BEGIN INPUT

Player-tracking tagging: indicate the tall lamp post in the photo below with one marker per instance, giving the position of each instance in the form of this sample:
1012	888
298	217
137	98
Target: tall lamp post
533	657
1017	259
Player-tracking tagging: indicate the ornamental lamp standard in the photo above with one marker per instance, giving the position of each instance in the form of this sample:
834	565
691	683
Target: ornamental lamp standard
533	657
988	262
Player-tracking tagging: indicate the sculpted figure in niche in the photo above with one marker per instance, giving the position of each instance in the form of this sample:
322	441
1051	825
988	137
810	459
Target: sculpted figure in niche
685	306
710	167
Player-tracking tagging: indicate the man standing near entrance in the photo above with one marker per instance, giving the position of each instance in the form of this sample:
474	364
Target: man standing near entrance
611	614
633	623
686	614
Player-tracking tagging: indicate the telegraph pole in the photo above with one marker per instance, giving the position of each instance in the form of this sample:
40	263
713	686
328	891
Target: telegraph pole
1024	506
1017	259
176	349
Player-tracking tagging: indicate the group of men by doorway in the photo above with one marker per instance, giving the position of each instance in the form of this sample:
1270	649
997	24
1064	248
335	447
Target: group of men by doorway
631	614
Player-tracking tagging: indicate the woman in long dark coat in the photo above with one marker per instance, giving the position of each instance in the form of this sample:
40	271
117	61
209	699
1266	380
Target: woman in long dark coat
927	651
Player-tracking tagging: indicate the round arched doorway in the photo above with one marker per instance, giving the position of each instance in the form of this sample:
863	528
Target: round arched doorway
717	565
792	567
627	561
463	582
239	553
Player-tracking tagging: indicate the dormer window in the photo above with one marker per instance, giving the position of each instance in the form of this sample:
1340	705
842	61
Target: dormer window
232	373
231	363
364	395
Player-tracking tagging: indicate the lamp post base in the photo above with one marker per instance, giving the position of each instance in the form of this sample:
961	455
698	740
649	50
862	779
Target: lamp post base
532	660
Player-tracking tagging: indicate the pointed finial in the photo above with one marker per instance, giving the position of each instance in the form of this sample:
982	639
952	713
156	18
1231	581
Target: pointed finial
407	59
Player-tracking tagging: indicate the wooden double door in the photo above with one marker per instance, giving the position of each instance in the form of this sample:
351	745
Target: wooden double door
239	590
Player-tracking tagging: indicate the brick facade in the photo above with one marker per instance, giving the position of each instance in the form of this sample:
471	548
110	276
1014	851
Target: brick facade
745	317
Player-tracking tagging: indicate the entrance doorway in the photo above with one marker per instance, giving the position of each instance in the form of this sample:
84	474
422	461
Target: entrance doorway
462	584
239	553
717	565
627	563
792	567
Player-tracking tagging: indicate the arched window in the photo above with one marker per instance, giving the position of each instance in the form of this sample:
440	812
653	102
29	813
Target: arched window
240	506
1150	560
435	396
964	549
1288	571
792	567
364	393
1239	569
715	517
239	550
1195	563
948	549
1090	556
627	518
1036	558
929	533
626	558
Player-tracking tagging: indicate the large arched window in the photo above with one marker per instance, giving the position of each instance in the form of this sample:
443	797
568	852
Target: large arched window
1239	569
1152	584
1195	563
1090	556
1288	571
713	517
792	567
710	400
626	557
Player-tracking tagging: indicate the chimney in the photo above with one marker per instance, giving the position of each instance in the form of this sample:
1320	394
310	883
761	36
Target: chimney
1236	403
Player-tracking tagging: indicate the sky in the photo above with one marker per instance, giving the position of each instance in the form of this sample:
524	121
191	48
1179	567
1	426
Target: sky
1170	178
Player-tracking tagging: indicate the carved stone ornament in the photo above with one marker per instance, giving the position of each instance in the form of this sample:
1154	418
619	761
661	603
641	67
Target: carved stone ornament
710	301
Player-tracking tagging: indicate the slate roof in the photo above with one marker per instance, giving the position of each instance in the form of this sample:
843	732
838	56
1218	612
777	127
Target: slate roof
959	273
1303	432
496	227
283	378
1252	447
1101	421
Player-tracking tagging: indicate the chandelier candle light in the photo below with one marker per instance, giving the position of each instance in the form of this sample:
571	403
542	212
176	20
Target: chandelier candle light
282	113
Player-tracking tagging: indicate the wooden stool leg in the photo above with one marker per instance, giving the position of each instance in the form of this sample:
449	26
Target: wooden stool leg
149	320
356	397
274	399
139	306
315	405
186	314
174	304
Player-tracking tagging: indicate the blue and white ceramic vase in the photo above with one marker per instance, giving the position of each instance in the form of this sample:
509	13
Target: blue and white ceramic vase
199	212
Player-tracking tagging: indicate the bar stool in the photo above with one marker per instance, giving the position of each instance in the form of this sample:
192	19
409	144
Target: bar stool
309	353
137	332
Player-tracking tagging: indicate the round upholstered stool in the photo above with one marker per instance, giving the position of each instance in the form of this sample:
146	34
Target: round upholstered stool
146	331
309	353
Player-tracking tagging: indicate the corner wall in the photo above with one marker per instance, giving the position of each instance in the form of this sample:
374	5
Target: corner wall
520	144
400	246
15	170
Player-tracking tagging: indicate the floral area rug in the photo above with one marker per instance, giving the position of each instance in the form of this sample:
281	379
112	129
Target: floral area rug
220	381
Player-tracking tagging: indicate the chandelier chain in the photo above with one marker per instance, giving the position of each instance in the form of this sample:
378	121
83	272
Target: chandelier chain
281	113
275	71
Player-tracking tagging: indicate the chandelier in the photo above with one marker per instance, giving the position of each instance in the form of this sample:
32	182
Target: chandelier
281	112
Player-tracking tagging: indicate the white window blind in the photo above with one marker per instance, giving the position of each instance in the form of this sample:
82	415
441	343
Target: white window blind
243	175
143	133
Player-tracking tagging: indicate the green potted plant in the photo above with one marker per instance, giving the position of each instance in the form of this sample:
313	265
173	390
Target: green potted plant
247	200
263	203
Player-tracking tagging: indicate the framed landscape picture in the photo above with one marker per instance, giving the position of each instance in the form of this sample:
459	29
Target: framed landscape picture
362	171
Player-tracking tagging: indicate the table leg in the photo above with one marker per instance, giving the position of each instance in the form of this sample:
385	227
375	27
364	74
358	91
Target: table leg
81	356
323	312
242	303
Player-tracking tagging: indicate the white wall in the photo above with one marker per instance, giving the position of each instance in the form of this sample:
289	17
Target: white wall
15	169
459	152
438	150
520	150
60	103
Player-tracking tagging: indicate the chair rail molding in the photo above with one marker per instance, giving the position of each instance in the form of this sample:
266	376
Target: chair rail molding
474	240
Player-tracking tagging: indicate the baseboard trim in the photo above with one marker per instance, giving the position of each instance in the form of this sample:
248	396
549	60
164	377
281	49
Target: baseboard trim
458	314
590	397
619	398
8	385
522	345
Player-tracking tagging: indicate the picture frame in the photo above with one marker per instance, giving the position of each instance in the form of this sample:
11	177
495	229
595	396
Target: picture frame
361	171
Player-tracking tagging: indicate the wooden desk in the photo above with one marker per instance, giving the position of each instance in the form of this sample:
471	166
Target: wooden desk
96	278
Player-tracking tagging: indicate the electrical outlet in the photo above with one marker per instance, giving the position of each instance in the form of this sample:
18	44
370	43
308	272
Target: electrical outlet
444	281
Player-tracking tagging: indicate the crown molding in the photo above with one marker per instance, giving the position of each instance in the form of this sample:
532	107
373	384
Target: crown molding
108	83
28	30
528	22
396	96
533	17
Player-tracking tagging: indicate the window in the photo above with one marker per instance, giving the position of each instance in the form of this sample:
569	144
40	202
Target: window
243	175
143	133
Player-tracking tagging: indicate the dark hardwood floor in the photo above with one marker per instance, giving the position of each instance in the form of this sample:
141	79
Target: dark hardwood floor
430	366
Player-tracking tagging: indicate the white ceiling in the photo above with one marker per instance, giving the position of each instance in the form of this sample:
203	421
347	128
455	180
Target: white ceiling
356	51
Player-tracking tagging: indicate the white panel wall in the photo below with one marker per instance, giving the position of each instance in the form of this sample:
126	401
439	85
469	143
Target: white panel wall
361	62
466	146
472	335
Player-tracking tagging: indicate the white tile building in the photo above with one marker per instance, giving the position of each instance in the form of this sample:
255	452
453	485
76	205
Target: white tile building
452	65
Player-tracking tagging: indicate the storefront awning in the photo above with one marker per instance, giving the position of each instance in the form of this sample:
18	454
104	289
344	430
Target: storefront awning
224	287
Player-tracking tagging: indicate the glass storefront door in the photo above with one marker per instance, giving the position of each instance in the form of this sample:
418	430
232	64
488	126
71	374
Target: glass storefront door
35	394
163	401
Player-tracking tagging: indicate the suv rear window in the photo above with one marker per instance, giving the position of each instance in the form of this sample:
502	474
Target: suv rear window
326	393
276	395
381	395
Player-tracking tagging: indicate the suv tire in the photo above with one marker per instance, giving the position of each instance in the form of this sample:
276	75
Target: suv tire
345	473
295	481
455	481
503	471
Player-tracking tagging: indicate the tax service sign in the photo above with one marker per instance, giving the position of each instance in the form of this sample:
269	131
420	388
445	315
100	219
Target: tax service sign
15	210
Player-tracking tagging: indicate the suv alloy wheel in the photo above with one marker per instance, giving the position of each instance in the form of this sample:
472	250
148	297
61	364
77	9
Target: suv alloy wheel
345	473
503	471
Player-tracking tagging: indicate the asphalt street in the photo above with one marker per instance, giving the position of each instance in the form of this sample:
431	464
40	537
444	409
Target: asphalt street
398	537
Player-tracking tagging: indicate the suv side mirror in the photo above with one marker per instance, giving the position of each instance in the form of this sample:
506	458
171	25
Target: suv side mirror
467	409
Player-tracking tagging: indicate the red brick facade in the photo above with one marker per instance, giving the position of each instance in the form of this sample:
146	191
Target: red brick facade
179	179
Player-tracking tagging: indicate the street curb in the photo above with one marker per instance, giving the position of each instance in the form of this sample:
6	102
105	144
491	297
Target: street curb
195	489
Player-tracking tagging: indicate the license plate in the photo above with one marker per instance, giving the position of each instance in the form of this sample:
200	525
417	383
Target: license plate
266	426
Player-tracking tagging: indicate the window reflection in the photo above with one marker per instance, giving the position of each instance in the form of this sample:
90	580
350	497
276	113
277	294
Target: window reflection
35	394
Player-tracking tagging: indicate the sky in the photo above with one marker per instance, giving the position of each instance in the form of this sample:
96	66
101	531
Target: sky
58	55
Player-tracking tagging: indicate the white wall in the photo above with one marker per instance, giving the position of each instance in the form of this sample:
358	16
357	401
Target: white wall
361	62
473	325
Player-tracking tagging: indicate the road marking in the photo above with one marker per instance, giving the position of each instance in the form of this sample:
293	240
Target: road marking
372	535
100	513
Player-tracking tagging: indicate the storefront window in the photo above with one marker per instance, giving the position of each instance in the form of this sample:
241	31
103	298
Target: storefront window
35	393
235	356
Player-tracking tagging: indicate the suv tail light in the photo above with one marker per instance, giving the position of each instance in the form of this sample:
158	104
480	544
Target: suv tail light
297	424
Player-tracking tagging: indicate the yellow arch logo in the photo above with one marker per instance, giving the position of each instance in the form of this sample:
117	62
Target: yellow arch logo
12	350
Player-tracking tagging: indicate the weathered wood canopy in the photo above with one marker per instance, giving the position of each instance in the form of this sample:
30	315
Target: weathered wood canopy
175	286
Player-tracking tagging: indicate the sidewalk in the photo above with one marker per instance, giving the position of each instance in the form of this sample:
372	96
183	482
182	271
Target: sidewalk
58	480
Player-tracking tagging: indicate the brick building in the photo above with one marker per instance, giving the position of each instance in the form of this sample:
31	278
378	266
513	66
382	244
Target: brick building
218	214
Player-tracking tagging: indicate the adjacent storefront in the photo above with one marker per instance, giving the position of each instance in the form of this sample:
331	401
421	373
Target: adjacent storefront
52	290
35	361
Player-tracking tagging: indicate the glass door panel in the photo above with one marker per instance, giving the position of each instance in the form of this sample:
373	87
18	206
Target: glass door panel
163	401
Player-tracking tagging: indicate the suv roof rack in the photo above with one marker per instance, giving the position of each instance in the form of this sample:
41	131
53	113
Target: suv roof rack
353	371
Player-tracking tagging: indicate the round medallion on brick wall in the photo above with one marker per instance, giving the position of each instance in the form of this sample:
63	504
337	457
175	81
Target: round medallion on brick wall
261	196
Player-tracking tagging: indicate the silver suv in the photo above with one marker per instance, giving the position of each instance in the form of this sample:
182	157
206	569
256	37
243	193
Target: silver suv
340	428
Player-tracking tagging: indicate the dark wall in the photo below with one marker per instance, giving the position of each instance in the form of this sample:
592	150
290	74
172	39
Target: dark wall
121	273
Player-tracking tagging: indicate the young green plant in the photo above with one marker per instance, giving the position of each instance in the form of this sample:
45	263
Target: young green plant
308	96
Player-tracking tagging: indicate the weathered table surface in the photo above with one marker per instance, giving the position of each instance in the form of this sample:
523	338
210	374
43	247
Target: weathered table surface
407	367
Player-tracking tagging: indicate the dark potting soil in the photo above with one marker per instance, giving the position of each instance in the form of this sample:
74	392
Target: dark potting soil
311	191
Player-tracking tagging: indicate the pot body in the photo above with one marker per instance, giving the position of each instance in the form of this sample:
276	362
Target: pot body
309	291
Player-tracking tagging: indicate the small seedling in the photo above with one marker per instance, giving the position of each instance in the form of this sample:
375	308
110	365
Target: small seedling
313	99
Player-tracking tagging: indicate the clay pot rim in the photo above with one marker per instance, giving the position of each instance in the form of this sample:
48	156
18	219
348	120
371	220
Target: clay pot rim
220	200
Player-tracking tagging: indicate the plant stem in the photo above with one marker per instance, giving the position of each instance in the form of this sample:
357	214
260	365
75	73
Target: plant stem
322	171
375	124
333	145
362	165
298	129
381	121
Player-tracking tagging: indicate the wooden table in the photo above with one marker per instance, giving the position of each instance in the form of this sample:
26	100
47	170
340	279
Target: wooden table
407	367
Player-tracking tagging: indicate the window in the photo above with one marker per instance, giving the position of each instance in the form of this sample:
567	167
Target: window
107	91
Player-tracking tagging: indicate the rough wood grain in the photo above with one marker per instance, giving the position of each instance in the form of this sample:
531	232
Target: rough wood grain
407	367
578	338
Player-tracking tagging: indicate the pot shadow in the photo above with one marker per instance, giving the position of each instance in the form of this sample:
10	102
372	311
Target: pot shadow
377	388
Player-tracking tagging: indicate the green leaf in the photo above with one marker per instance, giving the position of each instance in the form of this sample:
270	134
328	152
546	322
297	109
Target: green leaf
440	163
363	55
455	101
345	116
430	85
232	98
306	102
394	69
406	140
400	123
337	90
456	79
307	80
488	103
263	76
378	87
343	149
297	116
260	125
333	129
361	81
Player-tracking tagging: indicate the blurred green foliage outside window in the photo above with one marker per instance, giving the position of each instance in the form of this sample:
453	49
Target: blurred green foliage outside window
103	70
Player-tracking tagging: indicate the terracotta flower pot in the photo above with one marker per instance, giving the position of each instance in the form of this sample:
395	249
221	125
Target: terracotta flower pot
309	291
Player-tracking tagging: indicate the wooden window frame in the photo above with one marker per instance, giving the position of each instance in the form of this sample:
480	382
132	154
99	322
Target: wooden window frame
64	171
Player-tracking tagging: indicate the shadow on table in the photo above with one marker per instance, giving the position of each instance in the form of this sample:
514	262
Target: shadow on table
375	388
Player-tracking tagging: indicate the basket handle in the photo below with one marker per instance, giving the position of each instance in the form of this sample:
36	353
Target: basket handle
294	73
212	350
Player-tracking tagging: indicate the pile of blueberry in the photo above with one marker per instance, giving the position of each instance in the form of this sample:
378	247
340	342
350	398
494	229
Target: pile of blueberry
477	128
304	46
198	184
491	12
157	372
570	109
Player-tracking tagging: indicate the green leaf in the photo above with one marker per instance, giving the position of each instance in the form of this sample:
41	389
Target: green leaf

END INPUT

◆ PROMPT
Give again only the lines starting at the one that contains "Player-tracking tagging: indicate the blurred" and running to the end of the data.

◆ RESULT OF THE EXERCISE
Player-tracking tagging: indicate the blurred green foliage outside window in the photo above with one marker per instance, giving the position of each instance in the form of this sample:
453	49
Target: blurred green foliage outside window
103	70
Player-tracking tagging: indicate the terracotta flower pot in the photo above with one marker per instance, giving the position of each instance in the form of this sample:
395	249
221	125
Target: terracotta flower pot
309	291
Player-tracking tagging: indicate the wooden window frame in the photo above with one marker per instance, giving the position of each instance in the form of this sample:
480	382
132	154
99	322
Target: wooden window frame
64	171
Player-tracking tagging: indicate the shadow on table in the photo above with one marker per instance, giving the position of each instance in the form of this sample:
514	262
Target: shadow on table
375	388
Player-tracking tagging: indicate the basket handle in the photo below with one marker per instance, giving the position of each instance in the form of this sample:
36	353
Target: basket handle
294	73
212	350
Player-tracking tagging: indicate the pile of blueberry in the photo above with one marker per instance, giving the position of each instance in the form of this sample:
378	247
340	342
350	398
494	229
Target: pile of blueberry
477	128
304	46
198	184
491	12
157	372
570	109
Player-tracking tagging: indicate the green leaf in the photo above with one marker per instance, giving the position of each instance in the form of this sample:
41	389
Target: green leaf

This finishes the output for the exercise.